→ **Natural language region descriptions**:
● ● ● ● ● ● ●

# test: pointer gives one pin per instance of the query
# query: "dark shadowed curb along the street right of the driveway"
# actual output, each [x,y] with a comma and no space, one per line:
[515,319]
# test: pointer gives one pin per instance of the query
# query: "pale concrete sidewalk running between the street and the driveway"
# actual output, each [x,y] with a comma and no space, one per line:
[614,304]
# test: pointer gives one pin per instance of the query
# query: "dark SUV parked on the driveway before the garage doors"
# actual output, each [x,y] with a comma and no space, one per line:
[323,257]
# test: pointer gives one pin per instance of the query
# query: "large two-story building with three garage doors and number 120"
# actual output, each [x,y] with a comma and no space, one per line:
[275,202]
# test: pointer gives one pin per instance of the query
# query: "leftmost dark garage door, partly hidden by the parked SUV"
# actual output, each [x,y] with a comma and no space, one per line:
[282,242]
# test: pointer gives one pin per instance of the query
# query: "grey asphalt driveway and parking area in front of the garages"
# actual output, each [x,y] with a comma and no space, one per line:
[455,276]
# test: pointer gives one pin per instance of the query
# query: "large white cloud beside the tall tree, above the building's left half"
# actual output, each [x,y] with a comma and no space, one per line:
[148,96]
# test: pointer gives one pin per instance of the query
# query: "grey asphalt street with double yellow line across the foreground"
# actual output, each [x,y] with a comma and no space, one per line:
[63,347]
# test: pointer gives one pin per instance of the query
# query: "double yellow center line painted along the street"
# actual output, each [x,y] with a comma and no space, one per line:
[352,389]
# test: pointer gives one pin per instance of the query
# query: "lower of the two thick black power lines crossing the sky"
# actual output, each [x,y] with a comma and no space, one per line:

● ● ● ● ● ● ●

→ **Activity**:
Pick out all lines from the data above in which the word "double" appears.

→ **Output**:
# query: "grey asphalt street with double yellow line across the foreground"
# query: "double yellow center line painted along the street"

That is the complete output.